[Records for this task]
********************

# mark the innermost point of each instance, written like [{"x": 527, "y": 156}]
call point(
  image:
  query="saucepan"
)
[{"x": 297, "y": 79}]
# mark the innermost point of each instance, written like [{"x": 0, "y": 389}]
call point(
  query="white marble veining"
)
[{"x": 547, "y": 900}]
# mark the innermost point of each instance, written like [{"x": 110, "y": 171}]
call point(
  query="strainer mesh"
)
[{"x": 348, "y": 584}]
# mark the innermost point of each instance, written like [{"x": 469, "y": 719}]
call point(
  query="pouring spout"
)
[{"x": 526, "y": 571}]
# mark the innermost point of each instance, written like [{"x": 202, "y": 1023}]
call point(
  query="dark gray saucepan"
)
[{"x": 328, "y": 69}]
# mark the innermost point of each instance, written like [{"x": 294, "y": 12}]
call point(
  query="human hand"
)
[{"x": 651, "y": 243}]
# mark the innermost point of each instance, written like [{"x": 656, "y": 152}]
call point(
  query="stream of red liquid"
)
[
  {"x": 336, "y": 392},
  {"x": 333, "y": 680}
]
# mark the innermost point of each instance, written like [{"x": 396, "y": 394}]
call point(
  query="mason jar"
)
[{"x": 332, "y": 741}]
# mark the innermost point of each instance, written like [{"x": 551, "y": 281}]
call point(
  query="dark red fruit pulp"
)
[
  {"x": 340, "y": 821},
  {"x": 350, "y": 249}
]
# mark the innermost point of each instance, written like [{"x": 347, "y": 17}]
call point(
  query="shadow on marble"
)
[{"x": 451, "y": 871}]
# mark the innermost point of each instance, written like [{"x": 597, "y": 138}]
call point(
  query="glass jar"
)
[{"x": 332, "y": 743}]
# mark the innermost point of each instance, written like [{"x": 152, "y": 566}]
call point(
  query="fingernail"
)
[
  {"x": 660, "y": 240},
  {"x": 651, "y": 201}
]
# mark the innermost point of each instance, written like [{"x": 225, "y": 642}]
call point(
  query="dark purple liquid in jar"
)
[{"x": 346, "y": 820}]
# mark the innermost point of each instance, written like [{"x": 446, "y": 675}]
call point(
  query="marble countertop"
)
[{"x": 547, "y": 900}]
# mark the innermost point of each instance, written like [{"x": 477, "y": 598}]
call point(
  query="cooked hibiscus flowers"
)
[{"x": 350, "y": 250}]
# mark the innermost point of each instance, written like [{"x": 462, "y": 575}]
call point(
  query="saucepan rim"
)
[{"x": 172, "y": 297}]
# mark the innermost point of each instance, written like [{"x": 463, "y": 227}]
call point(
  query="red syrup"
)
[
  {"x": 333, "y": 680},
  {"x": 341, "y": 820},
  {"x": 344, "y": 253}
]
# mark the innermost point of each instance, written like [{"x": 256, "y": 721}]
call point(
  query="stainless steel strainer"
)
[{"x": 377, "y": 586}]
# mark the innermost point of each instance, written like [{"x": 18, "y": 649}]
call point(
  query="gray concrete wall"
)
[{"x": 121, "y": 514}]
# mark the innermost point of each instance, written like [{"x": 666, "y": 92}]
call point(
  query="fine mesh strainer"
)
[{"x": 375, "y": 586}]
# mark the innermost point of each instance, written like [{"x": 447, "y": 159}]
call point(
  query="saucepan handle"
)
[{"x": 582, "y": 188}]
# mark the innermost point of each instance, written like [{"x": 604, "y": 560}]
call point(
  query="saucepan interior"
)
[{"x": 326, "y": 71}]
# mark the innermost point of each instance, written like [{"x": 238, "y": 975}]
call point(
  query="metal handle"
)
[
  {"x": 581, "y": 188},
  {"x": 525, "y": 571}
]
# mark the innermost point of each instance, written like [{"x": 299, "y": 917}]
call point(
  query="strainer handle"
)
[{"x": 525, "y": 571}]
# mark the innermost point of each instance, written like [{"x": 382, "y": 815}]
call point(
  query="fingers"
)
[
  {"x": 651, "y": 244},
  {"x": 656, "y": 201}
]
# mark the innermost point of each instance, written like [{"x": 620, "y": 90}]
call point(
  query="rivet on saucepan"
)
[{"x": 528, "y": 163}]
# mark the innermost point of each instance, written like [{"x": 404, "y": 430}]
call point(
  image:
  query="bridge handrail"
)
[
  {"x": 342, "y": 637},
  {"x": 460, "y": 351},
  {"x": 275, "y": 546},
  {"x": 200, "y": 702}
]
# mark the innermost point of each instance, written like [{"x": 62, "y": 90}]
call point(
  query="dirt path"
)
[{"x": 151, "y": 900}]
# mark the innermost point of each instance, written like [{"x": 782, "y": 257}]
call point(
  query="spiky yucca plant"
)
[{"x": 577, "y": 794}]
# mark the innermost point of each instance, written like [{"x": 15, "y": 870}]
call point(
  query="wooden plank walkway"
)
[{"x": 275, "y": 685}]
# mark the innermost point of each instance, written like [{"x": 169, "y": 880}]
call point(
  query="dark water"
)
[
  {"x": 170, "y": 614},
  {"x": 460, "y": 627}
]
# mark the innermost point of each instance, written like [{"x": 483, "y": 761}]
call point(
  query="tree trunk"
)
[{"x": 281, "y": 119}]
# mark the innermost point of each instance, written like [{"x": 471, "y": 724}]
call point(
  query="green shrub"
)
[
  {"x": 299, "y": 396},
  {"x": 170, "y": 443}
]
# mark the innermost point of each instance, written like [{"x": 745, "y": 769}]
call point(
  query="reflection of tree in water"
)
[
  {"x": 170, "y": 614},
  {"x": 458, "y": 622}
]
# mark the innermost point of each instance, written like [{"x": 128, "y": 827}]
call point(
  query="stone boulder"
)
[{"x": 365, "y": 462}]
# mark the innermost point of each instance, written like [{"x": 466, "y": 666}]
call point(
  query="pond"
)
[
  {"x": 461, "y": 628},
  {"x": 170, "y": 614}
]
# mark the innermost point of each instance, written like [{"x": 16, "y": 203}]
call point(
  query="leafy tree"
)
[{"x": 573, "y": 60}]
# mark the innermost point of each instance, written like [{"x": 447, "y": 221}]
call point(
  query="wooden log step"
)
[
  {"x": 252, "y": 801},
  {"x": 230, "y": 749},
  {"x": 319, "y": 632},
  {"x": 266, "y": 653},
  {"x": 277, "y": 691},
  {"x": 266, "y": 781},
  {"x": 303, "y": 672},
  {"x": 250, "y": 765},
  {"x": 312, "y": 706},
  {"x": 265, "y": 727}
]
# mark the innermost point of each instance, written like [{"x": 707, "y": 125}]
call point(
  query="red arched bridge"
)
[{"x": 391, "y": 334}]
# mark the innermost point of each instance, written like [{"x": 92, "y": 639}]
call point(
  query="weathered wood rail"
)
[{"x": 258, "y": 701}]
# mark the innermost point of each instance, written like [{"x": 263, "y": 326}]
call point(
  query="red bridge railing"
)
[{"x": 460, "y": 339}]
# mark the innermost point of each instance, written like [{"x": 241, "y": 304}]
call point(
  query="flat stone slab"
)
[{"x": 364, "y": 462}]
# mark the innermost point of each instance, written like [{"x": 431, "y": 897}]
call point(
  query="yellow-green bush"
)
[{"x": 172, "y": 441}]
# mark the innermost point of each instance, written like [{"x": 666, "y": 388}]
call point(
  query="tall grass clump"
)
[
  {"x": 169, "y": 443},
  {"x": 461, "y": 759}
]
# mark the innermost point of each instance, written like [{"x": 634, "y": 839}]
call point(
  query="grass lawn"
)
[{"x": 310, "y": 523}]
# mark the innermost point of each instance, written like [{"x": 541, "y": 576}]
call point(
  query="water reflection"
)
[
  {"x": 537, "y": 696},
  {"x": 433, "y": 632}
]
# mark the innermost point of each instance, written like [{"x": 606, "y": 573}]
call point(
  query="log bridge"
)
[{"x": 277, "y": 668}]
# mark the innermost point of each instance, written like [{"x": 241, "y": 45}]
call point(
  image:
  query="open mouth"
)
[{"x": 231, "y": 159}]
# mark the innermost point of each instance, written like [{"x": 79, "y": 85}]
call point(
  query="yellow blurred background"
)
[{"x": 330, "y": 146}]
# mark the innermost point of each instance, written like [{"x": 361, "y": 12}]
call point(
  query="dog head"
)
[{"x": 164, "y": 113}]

********************

Find each line in the rows above that contains the string "mesh", and copy every such line.

  query="strainer mesh"
  query="fine mesh strainer"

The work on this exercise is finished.